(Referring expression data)
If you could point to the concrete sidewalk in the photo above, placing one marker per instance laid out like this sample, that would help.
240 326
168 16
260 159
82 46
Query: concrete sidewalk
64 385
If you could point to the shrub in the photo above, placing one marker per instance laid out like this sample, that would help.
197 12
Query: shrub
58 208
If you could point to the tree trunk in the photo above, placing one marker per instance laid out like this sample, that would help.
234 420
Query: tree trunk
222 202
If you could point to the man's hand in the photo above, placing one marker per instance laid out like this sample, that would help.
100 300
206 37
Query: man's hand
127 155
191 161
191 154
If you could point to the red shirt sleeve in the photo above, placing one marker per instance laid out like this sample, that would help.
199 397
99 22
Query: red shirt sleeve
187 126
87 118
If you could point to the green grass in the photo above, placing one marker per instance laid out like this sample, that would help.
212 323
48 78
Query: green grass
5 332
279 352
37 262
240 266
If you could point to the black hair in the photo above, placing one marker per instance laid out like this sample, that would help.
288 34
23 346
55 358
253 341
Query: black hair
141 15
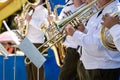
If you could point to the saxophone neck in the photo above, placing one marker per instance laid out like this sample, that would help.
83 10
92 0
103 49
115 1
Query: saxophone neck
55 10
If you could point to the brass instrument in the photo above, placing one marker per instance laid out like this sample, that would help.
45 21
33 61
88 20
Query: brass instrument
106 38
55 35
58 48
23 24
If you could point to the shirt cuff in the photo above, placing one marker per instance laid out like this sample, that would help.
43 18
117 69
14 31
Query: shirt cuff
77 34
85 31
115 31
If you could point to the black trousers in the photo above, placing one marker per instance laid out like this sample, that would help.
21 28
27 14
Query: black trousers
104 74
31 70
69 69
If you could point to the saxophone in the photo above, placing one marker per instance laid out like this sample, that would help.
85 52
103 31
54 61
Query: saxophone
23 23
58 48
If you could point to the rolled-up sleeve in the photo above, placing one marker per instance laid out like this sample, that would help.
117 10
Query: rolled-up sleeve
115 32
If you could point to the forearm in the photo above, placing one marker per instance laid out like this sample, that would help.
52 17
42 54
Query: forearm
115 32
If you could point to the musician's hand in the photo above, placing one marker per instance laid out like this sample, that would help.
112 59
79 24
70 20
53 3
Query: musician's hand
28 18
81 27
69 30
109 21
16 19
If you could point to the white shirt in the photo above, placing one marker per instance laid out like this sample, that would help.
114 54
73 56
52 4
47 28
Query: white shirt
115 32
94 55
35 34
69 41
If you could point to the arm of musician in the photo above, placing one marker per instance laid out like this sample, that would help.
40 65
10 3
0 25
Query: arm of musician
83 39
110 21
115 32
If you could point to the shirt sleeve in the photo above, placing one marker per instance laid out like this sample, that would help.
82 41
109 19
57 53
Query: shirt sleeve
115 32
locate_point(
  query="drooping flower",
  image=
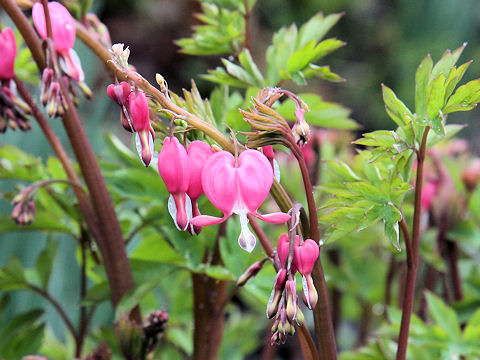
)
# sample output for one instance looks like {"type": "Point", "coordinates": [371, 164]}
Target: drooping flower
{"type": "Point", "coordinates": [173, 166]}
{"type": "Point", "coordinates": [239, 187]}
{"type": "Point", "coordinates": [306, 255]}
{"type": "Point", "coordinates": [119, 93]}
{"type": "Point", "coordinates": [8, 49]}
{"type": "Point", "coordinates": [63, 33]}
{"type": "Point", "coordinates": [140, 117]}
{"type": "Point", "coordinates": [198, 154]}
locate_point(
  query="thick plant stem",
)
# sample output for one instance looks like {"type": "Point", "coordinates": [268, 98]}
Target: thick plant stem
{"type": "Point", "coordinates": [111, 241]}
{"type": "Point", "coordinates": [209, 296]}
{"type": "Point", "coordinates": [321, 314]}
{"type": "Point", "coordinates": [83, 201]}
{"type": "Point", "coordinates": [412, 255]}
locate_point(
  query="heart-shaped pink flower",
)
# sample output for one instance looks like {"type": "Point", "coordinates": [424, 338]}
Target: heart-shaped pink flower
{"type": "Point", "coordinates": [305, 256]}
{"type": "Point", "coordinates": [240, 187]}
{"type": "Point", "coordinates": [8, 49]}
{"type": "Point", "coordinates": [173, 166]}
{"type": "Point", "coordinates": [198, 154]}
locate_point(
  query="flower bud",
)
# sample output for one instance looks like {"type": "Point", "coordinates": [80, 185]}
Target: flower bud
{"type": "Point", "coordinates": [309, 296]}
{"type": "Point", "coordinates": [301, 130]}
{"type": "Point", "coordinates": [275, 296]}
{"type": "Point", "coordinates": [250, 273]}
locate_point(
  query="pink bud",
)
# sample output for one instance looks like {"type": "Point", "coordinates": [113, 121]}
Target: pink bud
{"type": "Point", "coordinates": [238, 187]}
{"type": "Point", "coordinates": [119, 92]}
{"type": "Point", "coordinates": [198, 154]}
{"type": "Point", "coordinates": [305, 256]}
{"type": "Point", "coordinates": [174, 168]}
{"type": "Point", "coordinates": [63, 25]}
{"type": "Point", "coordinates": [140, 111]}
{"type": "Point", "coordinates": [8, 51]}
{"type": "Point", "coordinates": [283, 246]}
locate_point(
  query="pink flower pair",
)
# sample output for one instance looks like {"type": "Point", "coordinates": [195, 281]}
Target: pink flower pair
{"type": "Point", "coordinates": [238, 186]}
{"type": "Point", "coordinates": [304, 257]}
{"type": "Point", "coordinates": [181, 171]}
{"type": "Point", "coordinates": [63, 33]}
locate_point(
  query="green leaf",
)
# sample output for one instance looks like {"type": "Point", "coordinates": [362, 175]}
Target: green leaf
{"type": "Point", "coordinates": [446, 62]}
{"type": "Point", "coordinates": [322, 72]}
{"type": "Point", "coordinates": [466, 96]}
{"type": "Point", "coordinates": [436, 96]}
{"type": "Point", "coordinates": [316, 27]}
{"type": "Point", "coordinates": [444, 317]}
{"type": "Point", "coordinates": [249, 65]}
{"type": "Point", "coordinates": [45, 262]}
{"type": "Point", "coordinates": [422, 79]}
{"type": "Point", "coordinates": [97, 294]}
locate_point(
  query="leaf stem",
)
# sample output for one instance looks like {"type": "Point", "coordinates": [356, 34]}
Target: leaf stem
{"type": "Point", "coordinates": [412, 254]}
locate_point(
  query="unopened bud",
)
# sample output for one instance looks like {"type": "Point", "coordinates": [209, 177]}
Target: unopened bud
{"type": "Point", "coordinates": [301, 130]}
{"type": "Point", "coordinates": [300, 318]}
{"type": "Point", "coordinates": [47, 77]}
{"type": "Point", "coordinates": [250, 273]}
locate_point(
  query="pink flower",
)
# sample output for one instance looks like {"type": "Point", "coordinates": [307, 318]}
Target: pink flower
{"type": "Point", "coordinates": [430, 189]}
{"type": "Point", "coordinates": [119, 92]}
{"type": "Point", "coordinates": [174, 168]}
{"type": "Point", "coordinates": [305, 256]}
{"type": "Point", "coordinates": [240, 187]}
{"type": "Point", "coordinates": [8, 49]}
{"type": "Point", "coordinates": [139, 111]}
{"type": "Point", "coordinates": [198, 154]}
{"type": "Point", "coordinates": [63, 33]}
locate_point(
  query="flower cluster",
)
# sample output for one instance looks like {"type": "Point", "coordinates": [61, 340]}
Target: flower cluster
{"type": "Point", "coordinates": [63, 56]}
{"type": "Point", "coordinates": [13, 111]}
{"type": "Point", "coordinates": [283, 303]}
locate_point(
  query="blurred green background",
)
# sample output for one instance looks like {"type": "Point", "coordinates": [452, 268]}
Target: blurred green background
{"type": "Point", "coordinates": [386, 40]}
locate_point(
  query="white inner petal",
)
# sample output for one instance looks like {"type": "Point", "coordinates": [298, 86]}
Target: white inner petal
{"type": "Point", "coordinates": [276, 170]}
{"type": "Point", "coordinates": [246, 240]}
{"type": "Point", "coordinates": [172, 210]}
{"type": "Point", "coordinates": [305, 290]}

What you have to do:
Could you repeat every record exactly as written, with the pictures left out?

Answer to this exercise:
If you could point to the concrete sidewalk in the photo above, placing one marker per instance laid out like this sample, that would help.
240 326
168 16
260 159
82 46
Query: concrete sidewalk
64 385
If you could point to the shrub in the photo above, placing one marker per instance laid out like this sample, that would help.
197 12
Query: shrub
58 208
If you could point to the tree trunk in the photo above, placing one marker per instance laid out like this sample, that would help.
234 420
Query: tree trunk
222 202
If you could point to the man's hand in the photo above, placing one marker per instance laid out like this sample, that would help.
100 300
206 37
Query: man's hand
127 155
191 161
191 154
If you could point to the red shirt sleeve in the photo above, placing one marker per instance laid out like this sample, that would help.
199 397
99 22
Query: red shirt sleeve
187 126
87 118
If you could point to the green grass in the photo above, placing one marker per instance laid out like this sample, that would help.
212 323
48 78
Query: green grass
5 332
279 352
37 262
240 266
If you could point to the black hair in the photo above, placing one marker per instance laid out like this sample, that would help.
288 34
23 346
55 358
253 341
Query: black hair
141 15
If you could point to the saxophone neck in the photo above, placing one marker per instance laid out like this sample, that would help.
83 10
92 0
103 49
115 1
Query: saxophone neck
55 10
If you could point to the brass instrument in the photo above, placing one marker per instance laid out like this sample, that would help.
45 21
33 61
88 20
Query: brass instrument
106 38
55 35
58 48
23 24
If you could point to the shirt cuff in the photo above, placing one marker per instance laid out like this sample, that would help.
43 18
117 69
14 31
Query: shirt cuff
77 34
85 31
115 31
If you could point to the black trousers in the photo above, placing one marker per instance laid out like this sample, that would help.
21 28
27 14
Query: black trousers
104 74
31 70
69 69
If you could point to the saxophone in the photo above, placing one marker per instance laid out like this sample, that would help.
85 52
103 31
54 61
Query: saxophone
23 23
58 48
If you could point to the rolled-up sleeve in the photo above, placing one marker per instance laid out like this sample, that would help.
117 10
Query: rolled-up sleeve
115 32
If you could point to the forearm in the photo above, placing one marker per instance laid out like this sample, that would help.
52 17
42 54
Query: forearm
115 32
If you could point to the musician's hand in the photo above, placing one marker per instance laid out like this sample, that would help.
112 59
79 24
70 20
53 3
Query: musician's hand
28 18
81 27
69 30
109 21
16 19
If you could point to the white shirt in the photo above, placing one marker per instance laid out like this sample, that would help.
114 54
73 56
52 4
47 28
Query: white shirt
115 32
94 55
35 34
69 41
If you could point to the arm of musician in the photo above, placing one marker per instance laid out like this sample, that would help.
40 65
10 3
0 25
Query: arm of musician
83 39
110 21
115 32
If you could point to the shirt sleeve in the photo above, placing one marker per instance laid out like this sample, that would help.
82 41
109 19
57 53
Query: shirt sleeve
115 32
locate_point(
  query="drooping flower",
  image=
)
# sample output for one instance looks like {"type": "Point", "coordinates": [371, 164]}
Target: drooping flower
{"type": "Point", "coordinates": [173, 166]}
{"type": "Point", "coordinates": [239, 187]}
{"type": "Point", "coordinates": [306, 255]}
{"type": "Point", "coordinates": [119, 93]}
{"type": "Point", "coordinates": [8, 49]}
{"type": "Point", "coordinates": [63, 33]}
{"type": "Point", "coordinates": [140, 117]}
{"type": "Point", "coordinates": [198, 154]}
locate_point(
  query="thick plant stem",
)
# sample output for one instance looks like {"type": "Point", "coordinates": [268, 98]}
Target: thick plant stem
{"type": "Point", "coordinates": [111, 241]}
{"type": "Point", "coordinates": [209, 296]}
{"type": "Point", "coordinates": [321, 314]}
{"type": "Point", "coordinates": [83, 201]}
{"type": "Point", "coordinates": [412, 255]}
locate_point(
  query="heart-shaped pink flower",
)
# sample output for one instance looks like {"type": "Point", "coordinates": [424, 338]}
Target: heart-shaped pink flower
{"type": "Point", "coordinates": [305, 256]}
{"type": "Point", "coordinates": [240, 187]}
{"type": "Point", "coordinates": [8, 49]}
{"type": "Point", "coordinates": [173, 166]}
{"type": "Point", "coordinates": [198, 154]}
locate_point(
  query="flower bud",
)
# sample output for one instance looks like {"type": "Point", "coordinates": [80, 185]}
Target: flower bud
{"type": "Point", "coordinates": [309, 296]}
{"type": "Point", "coordinates": [301, 130]}
{"type": "Point", "coordinates": [275, 296]}
{"type": "Point", "coordinates": [250, 273]}
locate_point(
  query="pink bud",
)
# sample output for one instance looks like {"type": "Point", "coordinates": [113, 121]}
Target: pink bud
{"type": "Point", "coordinates": [238, 187]}
{"type": "Point", "coordinates": [119, 92]}
{"type": "Point", "coordinates": [198, 154]}
{"type": "Point", "coordinates": [305, 256]}
{"type": "Point", "coordinates": [174, 168]}
{"type": "Point", "coordinates": [63, 25]}
{"type": "Point", "coordinates": [140, 111]}
{"type": "Point", "coordinates": [8, 51]}
{"type": "Point", "coordinates": [283, 246]}
locate_point(
  query="pink flower pair",
)
# sample output for one instance looks like {"type": "Point", "coordinates": [195, 281]}
Target: pink flower pair
{"type": "Point", "coordinates": [238, 186]}
{"type": "Point", "coordinates": [304, 257]}
{"type": "Point", "coordinates": [181, 171]}
{"type": "Point", "coordinates": [63, 33]}
locate_point(
  query="green leaf",
)
# sample output for one instance looks like {"type": "Point", "coordinates": [362, 175]}
Target: green leaf
{"type": "Point", "coordinates": [446, 62]}
{"type": "Point", "coordinates": [322, 72]}
{"type": "Point", "coordinates": [466, 96]}
{"type": "Point", "coordinates": [436, 96]}
{"type": "Point", "coordinates": [316, 27]}
{"type": "Point", "coordinates": [444, 317]}
{"type": "Point", "coordinates": [249, 65]}
{"type": "Point", "coordinates": [45, 262]}
{"type": "Point", "coordinates": [422, 79]}
{"type": "Point", "coordinates": [97, 294]}
locate_point(
  query="leaf stem",
)
# sample output for one instance looks like {"type": "Point", "coordinates": [356, 34]}
Target: leaf stem
{"type": "Point", "coordinates": [412, 254]}
locate_point(
  query="unopened bud",
)
# sample output for one instance looks like {"type": "Point", "coordinates": [209, 177]}
Target: unopened bud
{"type": "Point", "coordinates": [301, 130]}
{"type": "Point", "coordinates": [300, 318]}
{"type": "Point", "coordinates": [47, 77]}
{"type": "Point", "coordinates": [250, 273]}
locate_point(
  query="pink flower",
)
# sample output for one instance looks like {"type": "Point", "coordinates": [307, 318]}
Target: pink flower
{"type": "Point", "coordinates": [430, 189]}
{"type": "Point", "coordinates": [119, 92]}
{"type": "Point", "coordinates": [174, 168]}
{"type": "Point", "coordinates": [305, 256]}
{"type": "Point", "coordinates": [240, 187]}
{"type": "Point", "coordinates": [8, 49]}
{"type": "Point", "coordinates": [139, 111]}
{"type": "Point", "coordinates": [198, 154]}
{"type": "Point", "coordinates": [63, 33]}
locate_point(
  query="flower cluster",
)
# sample output for one instance looks like {"type": "Point", "coordinates": [61, 340]}
Target: flower cluster
{"type": "Point", "coordinates": [63, 56]}
{"type": "Point", "coordinates": [13, 111]}
{"type": "Point", "coordinates": [283, 303]}
locate_point(
  query="blurred green background",
)
# sample output for one instance looks like {"type": "Point", "coordinates": [452, 268]}
Target: blurred green background
{"type": "Point", "coordinates": [386, 40]}
locate_point(
  query="white inner petal",
)
# sample output for one instance looks like {"type": "Point", "coordinates": [298, 86]}
Target: white inner petal
{"type": "Point", "coordinates": [276, 170]}
{"type": "Point", "coordinates": [246, 240]}
{"type": "Point", "coordinates": [172, 210]}
{"type": "Point", "coordinates": [305, 290]}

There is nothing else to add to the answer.